Extracted records:
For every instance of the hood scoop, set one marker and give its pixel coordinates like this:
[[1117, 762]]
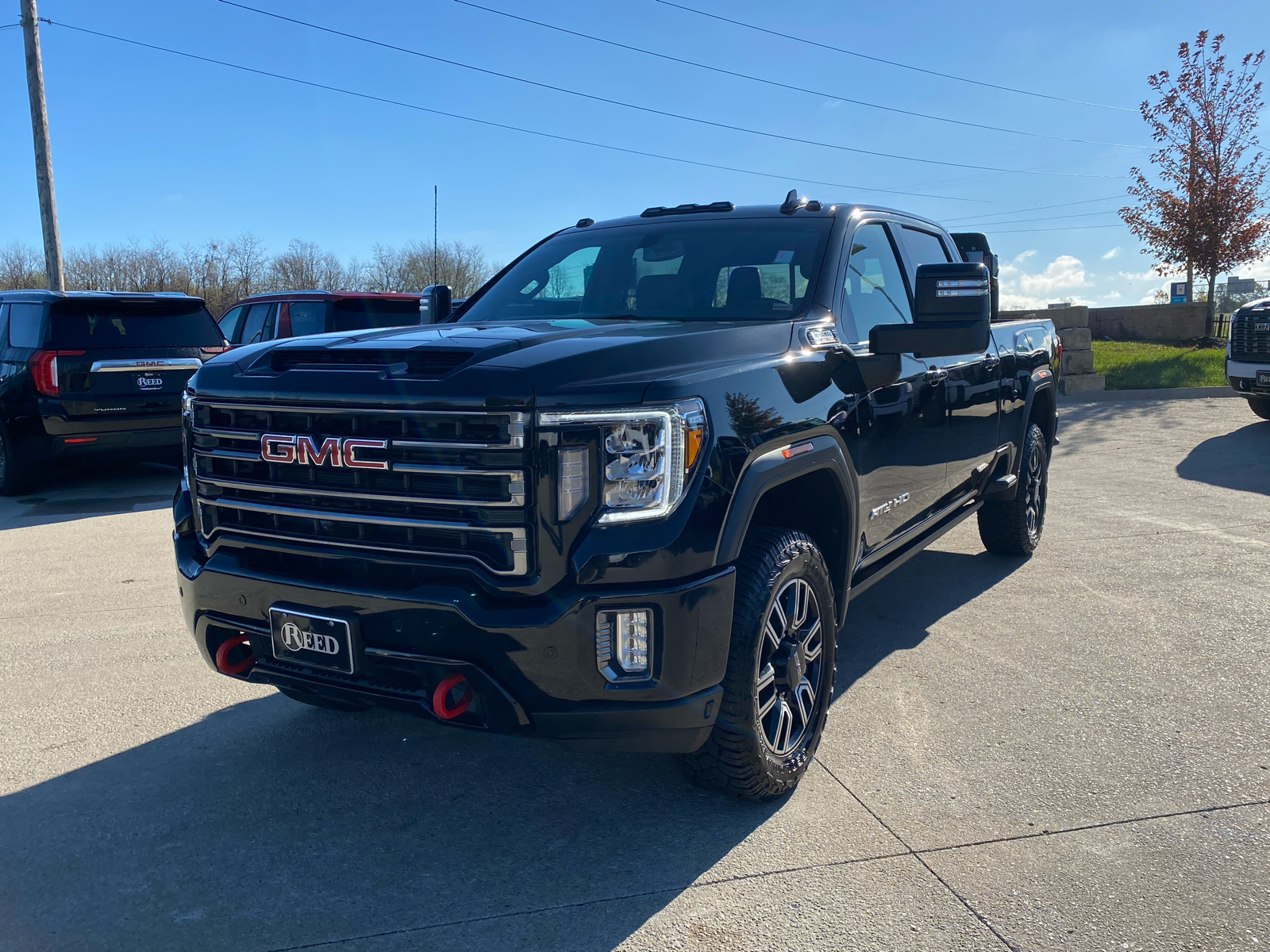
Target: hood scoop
[[417, 363]]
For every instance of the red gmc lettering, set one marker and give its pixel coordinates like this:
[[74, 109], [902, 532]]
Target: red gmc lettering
[[277, 450], [352, 446], [309, 452]]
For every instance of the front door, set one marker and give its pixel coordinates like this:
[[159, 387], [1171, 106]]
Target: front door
[[902, 450]]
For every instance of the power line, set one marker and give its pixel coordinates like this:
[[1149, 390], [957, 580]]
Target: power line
[[1071, 228], [892, 63], [1035, 209], [1052, 217], [506, 126], [787, 86], [651, 109]]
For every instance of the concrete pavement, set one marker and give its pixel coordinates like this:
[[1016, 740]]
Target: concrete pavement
[[1062, 753]]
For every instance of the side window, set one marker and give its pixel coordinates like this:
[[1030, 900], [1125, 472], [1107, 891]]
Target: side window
[[308, 317], [260, 324], [230, 321], [925, 248], [874, 290], [25, 324]]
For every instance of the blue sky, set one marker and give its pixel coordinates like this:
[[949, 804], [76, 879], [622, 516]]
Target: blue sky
[[152, 145]]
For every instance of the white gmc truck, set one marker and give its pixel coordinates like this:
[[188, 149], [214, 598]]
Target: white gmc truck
[[1248, 355]]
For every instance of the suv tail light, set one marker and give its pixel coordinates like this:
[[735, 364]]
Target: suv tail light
[[44, 370]]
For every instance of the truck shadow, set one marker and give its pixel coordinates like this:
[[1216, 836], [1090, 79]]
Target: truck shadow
[[887, 619], [1238, 460], [83, 490], [272, 825]]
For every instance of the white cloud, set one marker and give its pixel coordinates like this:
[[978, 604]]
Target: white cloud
[[1022, 290]]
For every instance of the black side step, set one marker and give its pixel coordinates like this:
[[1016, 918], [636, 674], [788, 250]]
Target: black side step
[[1003, 488]]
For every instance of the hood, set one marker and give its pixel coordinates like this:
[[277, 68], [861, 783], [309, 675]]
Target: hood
[[545, 362]]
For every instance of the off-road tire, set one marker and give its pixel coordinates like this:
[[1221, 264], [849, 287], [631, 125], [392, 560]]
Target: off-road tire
[[16, 475], [738, 757], [305, 697], [1015, 527]]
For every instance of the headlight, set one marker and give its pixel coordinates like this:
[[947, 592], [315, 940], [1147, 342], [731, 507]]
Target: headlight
[[647, 454]]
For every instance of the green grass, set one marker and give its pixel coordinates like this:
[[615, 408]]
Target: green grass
[[1130, 365]]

**STATED GOAL**: Copy the entries, starting with the line that contains "For every instance of the hood, set" and going on through the line that contains "[[647, 454]]", and increase every pixel coordinate in the answers by 36. Leave the sample coordinates that follow "like this:" unchanged.

**THE RESPONSE**:
For every instance of the hood, set one marker and give its pixel coordinates like this:
[[277, 68], [861, 783], [309, 675]]
Target: hood
[[581, 398]]
For every instance of the off-road tire, set one marker and give its pixel coordinates like this:
[[1221, 264], [849, 287], [631, 125], [392, 560]]
Target: off-road tire
[[52, 511], [774, 793], [341, 733], [1051, 563]]
For every instance of the headlight, set one marker and give its pixel coordinates like this:
[[947, 592], [315, 940], [1147, 342], [731, 507]]
Target: headlight
[[683, 490]]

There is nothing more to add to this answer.